Kopiere aus dem Textabschnitt unten über Mario Conde und Hemingway die Stelle von „Zweitens trinkt er“ bis einschließlich „gewesen sein mag.“ ohne jede Änderung.

=== TEXTABSCHNITT ===
-.-.-

Zweitens trinkt er auch deutlich weniger. Sieht man von einem finalen Rumbesäufnis im sentimentalen Freundeskreis nach der Lösung des Falles ab. Drittens, und das ist letztlich ausschlaggebend, kämpft der angehende Schriftsteller Mario Conde mit einer literarischen Überfigur: Papa Hemingway, wie ihn ältere Kubaner angeblich heute noch liebevoll nennen. Auch wenn dieser Papa, und das macht dem Detektiv beim Fortgang der Ermittlungen ebenfalls schwer zu schaffen, privat oft ein arrogantes Ekelpaket und in seinen letzten Jahren, um die es hier ja geht, ein unerträgliches Neurosenbündel gewesen sein mag.

-.-.-

=== BEREITGESTELLTE ZEILEN ===
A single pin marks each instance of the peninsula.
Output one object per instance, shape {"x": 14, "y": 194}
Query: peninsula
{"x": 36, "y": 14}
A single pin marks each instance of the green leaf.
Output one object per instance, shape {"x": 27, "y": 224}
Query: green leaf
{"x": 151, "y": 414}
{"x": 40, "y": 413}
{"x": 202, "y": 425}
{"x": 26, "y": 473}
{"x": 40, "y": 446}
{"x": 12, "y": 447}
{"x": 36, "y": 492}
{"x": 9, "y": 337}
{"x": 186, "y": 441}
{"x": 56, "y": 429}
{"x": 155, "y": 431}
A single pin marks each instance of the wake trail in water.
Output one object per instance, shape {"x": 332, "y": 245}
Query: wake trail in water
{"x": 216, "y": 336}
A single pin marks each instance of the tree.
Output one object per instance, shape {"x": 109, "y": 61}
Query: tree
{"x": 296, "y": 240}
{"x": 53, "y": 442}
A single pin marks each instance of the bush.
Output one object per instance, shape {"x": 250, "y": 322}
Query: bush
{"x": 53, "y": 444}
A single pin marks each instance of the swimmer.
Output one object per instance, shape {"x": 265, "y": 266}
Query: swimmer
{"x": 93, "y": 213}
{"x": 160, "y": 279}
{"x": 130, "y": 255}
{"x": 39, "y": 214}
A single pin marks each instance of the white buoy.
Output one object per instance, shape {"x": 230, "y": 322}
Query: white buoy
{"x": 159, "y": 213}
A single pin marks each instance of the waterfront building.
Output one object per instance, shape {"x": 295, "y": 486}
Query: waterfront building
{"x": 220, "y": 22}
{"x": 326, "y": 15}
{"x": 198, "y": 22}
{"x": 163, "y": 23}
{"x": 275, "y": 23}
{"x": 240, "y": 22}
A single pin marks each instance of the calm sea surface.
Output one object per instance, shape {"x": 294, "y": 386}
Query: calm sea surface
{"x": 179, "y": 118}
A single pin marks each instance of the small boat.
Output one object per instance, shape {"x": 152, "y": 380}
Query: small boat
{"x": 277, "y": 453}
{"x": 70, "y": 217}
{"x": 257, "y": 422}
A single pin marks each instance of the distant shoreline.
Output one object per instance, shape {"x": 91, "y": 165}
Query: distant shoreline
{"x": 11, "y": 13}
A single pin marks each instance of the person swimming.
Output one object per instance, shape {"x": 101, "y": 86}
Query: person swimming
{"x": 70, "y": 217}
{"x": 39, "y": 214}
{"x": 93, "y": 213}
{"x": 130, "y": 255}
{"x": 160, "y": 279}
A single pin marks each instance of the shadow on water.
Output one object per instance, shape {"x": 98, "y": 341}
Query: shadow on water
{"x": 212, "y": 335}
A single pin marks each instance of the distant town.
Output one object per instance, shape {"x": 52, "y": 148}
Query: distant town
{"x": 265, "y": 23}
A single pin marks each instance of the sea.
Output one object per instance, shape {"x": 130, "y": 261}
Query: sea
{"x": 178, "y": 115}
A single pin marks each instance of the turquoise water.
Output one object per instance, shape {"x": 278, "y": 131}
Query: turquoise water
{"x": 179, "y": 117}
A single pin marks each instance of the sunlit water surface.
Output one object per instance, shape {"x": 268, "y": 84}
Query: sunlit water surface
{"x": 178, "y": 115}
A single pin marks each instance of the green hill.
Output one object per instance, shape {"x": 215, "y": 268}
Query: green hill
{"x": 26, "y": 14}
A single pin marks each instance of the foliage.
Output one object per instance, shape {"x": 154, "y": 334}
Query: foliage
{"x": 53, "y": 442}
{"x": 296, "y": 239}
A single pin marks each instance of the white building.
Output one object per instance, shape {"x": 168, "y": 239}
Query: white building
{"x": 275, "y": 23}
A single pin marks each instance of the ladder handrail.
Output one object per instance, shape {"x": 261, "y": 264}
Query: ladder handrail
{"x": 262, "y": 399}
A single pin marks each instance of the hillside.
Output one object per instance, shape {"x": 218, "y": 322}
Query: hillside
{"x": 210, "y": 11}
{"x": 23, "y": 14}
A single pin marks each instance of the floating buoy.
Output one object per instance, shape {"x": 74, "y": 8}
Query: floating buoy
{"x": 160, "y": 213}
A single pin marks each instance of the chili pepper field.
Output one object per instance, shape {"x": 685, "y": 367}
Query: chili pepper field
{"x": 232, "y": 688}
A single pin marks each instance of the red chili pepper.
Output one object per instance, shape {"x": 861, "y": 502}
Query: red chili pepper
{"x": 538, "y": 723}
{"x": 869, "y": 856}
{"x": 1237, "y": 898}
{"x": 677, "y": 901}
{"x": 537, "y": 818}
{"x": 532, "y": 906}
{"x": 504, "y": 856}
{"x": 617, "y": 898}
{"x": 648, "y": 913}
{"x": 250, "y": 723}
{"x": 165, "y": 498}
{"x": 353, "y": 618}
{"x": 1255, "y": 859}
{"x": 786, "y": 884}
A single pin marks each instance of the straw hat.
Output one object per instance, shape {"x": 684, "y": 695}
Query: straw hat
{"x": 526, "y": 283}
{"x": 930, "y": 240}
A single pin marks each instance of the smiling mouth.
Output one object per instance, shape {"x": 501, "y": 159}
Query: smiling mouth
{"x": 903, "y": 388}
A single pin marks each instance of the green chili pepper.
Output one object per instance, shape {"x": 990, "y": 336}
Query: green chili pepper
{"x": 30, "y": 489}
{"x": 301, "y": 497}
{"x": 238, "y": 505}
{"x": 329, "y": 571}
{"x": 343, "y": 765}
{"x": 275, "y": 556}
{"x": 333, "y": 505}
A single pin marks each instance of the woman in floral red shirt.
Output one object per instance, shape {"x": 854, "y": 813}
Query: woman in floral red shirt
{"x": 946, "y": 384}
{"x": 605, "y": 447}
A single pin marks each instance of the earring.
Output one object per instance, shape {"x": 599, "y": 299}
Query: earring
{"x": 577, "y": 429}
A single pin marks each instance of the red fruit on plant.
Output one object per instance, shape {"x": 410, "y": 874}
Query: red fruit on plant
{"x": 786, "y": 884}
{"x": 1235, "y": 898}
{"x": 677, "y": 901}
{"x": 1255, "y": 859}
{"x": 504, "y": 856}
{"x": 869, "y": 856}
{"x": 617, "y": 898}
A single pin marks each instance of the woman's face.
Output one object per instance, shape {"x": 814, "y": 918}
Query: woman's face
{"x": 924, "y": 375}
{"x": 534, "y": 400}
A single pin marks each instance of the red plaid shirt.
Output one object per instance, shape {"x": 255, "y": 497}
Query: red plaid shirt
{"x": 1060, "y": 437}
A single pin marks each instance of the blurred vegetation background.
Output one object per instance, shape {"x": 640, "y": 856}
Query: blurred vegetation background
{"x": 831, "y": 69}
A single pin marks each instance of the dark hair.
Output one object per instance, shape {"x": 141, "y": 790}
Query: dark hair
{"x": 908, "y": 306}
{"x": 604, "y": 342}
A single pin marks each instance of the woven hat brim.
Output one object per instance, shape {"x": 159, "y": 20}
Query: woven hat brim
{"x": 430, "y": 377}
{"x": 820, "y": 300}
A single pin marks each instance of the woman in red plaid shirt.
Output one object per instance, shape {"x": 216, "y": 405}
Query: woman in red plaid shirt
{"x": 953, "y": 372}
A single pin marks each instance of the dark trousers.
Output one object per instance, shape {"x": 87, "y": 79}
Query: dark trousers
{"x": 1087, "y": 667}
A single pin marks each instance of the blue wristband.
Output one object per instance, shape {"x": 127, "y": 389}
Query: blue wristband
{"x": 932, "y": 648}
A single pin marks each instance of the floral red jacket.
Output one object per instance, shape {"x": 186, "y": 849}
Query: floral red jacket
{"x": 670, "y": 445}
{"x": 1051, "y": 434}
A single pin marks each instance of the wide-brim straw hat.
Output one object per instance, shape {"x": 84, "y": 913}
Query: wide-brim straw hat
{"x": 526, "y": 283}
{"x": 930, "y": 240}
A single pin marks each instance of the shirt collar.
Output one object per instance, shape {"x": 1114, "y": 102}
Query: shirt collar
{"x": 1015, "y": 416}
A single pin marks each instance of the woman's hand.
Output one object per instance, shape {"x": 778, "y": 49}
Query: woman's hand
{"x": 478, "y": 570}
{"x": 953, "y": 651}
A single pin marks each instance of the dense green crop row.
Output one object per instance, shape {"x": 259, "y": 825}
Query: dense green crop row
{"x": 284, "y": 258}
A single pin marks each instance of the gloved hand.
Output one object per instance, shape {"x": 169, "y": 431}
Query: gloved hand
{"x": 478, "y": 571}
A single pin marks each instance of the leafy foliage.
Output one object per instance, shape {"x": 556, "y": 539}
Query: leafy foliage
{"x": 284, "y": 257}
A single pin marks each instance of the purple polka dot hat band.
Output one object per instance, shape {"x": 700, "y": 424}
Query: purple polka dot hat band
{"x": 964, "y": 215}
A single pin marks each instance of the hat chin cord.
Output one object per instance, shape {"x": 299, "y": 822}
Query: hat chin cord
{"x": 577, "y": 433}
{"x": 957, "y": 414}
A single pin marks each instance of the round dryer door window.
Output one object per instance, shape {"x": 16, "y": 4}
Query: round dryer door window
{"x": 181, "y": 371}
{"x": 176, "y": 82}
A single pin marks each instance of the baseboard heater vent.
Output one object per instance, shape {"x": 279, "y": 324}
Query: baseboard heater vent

-.-.-

=== LÖSUNG DER AUFGABE ===
Zweitens trinkt er auch deutlich weniger. Sieht man von einem finalen Rumbesäufnis im sentimentalen Freundeskreis nach der Lösung des Falles ab. Drittens, und das ist letztlich ausschlaggebend, kämpft der angehende Schriftsteller Mario Conde mit einer literarischen Überfigur: Papa Hemingway, wie ihn ältere Kubaner angeblich heute noch liebevoll nennen. Auch wenn dieser Papa, und das macht dem Detektiv beim Fortgang der Ermittlungen ebenfalls schwer zu schaffen, privat oft ein arrogantes Ekelpaket und in seinen letzten Jahren, um die es hier ja geht, ein unerträgliches Neurosenbündel gewesen sein mag.